DEINE AUFGABE: Auf welchen Betrag einigten sich Arbeitgeber und Arbeitnehmer laut dem Text zum BFH-Urteil über Werbungskosten in ihrem Vergleich?

UNTERSUCHTER TEXT:
Der Bundesfinanzhof (BFH) weitet seine bisherige Rechtsprechung zum Abzug von Strafverteidigungskosten als Werbungskosten nun auch auf arbeitsgerichtliche Prozesse aus. Der Kölner Rechtsanwalt Christian Kerner (WKWB) klärt zum Thema auf.
In einem Anfang Februar 2012 entschiedenen Fall (BFH v. 09.02.2012, AZ: VI R 23/10) spricht nach Auffassung des Gerichts regelmäßig eine Vermutung dafür, dass Aufwendungen für aus dem Arbeitsverhältnis folgende zivil- und arbeitsgerichtliche Streitigkeiten einen den Werbungskostenabzug rechtfertigenden hinreichend konkreten Veranlassungszusammenhang zu den Lohneinkünften aufweisen. Dies gilt grundsätzlich auch, wenn sich Arbeitgeber und Arbeitnehmer über solche streitigen Ansprüche im Rahmen eines arbeitsgerichtlichen Vergleichs einigen.
Im konkreten Fall warf der Arbeitgeber seinem früheren Arbeitnehmer vor, Geschäftsgeheimnisse an Konkurrenten verraten und dafür Geld genommen zu haben. Der Mitarbeiter habe damit gegen die arbeitsvertraglich vereinbarte Schweigepflicht verstoßen. Insgesamt forderte der Arbeitgeber Schadensersatz von gut 930.000 Euro. In einem Vergleich einigten sich die beiden Parteien schließlich auf 60.000 Euro, die der Arbeitnehmer seinem ehemaligen Arbeitgeber zahlen sollte. Im Gegenzug verzichtete dieser darauf, weitere Ansprüche geltend zu machen.
Die Kläger machten im Rahmen ihrer Einkommensteuererklärung für das Streitjahr bei den Lohneinkünften des Klägers die Schadenersatzzahlung von 60.000 EUR sowie den von der Rechtsschutzversicherung der GmbH einbehaltenen Selbstbehalt von 127,80 EUR als nachträgliche Werbungskosten geltend. Finanzamt und Finanzgericht erkannten die Kosten des Rechtsstreits jedoch nicht an. Sie argumentierten, dass der Verrat von Berufsgeheimnissen nichts mit der beruflichen Aufgabenerfüllung zu tun habe.

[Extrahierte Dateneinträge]
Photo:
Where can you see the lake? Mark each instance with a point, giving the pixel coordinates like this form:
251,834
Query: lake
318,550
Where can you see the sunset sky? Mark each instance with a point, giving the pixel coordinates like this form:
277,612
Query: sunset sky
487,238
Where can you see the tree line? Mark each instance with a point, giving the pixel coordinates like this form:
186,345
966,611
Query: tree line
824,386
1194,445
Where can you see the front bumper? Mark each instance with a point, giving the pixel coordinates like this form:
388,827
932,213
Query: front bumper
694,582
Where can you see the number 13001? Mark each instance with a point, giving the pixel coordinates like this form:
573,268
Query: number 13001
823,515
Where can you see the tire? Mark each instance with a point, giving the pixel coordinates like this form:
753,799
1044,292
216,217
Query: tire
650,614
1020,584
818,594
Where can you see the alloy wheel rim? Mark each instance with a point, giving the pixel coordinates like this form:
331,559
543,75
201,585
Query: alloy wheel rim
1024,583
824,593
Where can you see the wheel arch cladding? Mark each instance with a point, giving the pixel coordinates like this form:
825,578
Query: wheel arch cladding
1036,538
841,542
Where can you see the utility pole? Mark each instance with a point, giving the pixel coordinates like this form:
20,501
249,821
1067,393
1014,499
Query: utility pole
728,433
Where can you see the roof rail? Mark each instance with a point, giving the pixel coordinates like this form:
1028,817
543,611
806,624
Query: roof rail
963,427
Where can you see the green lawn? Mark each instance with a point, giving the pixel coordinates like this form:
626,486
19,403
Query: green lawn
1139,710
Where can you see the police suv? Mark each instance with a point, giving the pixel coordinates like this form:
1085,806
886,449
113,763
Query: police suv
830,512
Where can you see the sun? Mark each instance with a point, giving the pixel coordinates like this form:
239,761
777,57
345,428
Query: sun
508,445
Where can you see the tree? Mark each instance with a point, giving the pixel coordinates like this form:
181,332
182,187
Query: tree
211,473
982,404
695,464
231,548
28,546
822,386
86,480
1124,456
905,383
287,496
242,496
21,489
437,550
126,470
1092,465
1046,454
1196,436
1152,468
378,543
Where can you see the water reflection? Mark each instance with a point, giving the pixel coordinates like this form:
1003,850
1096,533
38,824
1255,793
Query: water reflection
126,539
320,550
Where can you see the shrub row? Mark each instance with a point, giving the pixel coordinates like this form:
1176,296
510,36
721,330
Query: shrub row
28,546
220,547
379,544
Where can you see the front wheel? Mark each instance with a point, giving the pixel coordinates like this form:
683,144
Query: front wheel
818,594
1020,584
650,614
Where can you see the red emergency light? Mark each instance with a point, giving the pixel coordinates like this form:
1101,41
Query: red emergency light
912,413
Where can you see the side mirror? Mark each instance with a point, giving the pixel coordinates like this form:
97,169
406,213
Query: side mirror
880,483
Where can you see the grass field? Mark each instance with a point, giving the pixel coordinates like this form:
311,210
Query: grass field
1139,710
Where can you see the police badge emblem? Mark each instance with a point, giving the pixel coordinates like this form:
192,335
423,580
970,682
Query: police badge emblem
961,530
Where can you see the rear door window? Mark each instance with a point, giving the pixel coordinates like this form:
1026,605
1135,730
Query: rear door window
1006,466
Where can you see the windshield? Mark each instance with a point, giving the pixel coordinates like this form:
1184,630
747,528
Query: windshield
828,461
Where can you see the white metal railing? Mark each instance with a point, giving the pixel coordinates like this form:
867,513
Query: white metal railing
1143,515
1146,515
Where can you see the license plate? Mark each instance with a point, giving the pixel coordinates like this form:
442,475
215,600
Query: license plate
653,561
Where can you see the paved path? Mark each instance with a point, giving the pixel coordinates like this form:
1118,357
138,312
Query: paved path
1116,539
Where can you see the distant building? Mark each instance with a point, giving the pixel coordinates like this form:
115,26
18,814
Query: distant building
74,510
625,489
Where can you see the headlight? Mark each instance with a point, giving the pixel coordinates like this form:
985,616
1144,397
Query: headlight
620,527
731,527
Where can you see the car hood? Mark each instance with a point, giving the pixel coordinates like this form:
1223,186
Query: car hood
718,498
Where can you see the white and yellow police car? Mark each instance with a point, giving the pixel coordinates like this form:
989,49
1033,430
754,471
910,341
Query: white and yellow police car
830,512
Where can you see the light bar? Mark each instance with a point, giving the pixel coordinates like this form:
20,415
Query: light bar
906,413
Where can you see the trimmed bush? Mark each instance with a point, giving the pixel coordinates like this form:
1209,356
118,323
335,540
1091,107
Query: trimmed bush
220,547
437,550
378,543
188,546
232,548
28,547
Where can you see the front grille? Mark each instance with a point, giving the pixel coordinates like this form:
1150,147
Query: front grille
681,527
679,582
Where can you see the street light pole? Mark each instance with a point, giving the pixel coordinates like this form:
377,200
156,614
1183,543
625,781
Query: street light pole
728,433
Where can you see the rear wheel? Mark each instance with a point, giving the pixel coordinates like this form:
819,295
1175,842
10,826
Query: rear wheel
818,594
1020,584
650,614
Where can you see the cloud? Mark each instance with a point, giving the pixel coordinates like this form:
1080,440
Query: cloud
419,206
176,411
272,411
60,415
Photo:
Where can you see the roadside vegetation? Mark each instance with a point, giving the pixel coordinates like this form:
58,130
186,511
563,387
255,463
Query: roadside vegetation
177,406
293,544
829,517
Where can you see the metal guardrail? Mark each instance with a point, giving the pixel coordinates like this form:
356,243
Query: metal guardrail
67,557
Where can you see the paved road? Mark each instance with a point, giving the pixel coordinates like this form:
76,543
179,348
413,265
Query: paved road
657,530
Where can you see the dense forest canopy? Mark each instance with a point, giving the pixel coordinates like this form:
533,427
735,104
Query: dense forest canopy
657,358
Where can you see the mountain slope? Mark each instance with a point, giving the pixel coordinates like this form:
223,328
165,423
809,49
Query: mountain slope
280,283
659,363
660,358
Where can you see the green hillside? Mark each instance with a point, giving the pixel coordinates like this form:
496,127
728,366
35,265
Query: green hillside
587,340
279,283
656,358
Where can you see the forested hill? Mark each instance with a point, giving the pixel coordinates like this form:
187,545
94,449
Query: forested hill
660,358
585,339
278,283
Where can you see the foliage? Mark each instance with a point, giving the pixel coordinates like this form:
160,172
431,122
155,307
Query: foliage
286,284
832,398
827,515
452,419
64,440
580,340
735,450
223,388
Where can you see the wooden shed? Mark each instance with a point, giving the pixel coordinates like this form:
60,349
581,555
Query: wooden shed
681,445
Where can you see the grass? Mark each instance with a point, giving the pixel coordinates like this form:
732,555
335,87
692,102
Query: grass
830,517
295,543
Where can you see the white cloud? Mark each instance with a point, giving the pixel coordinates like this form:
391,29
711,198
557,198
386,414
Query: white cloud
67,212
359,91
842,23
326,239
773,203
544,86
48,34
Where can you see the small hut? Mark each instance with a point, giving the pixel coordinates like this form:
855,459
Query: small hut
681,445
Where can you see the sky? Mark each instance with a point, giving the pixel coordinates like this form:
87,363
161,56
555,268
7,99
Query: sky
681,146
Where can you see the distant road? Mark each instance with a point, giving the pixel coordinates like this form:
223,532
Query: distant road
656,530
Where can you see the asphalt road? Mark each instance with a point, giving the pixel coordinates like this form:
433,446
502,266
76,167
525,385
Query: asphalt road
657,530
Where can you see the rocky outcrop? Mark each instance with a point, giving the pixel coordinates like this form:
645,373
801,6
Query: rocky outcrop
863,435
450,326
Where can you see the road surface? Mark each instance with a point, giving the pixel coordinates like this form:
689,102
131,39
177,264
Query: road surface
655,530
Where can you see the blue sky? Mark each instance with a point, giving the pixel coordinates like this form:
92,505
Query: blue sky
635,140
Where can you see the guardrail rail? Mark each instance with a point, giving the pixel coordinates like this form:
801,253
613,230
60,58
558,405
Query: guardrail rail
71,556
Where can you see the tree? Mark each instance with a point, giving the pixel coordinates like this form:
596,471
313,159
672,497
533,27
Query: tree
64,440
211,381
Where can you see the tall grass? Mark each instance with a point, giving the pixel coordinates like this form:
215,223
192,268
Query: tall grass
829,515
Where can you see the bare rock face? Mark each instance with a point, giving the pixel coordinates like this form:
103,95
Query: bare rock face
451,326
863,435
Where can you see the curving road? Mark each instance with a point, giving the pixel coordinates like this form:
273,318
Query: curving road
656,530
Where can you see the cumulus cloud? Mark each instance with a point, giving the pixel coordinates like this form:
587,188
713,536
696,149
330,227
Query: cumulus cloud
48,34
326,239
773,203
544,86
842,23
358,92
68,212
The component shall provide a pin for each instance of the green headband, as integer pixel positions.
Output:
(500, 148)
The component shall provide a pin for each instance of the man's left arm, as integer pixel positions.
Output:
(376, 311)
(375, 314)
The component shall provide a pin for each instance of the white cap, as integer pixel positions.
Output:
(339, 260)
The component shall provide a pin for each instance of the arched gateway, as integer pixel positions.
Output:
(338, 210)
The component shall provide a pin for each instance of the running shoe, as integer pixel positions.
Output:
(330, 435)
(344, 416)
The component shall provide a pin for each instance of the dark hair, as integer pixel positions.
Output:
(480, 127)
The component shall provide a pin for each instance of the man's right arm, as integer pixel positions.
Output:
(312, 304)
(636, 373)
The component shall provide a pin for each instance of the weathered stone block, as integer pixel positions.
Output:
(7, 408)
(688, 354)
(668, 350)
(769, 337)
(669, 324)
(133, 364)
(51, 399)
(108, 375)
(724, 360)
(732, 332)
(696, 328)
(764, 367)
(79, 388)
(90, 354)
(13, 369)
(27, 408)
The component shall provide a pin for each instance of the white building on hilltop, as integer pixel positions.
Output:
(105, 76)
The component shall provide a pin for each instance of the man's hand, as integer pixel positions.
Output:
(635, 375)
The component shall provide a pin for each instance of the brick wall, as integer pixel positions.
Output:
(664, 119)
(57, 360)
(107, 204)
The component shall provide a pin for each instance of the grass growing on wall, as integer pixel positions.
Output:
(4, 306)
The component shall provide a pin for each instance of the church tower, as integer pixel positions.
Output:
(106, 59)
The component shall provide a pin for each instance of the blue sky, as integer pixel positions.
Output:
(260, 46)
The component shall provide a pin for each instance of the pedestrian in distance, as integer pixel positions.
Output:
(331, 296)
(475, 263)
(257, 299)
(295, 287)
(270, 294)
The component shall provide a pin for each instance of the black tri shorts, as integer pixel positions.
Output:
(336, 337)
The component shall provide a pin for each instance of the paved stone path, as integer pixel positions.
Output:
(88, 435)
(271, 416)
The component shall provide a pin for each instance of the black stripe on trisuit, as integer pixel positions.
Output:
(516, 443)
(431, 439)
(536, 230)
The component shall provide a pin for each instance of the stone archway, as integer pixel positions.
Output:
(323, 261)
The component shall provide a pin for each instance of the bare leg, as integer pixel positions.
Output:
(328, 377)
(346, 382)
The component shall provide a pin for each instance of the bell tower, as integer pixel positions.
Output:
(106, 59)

ERWARTETE ANTWORT: Auf 60.000 Euro, die der Arbeitnehmer seinem ehemaligen Arbeitgeber zahlen sollte.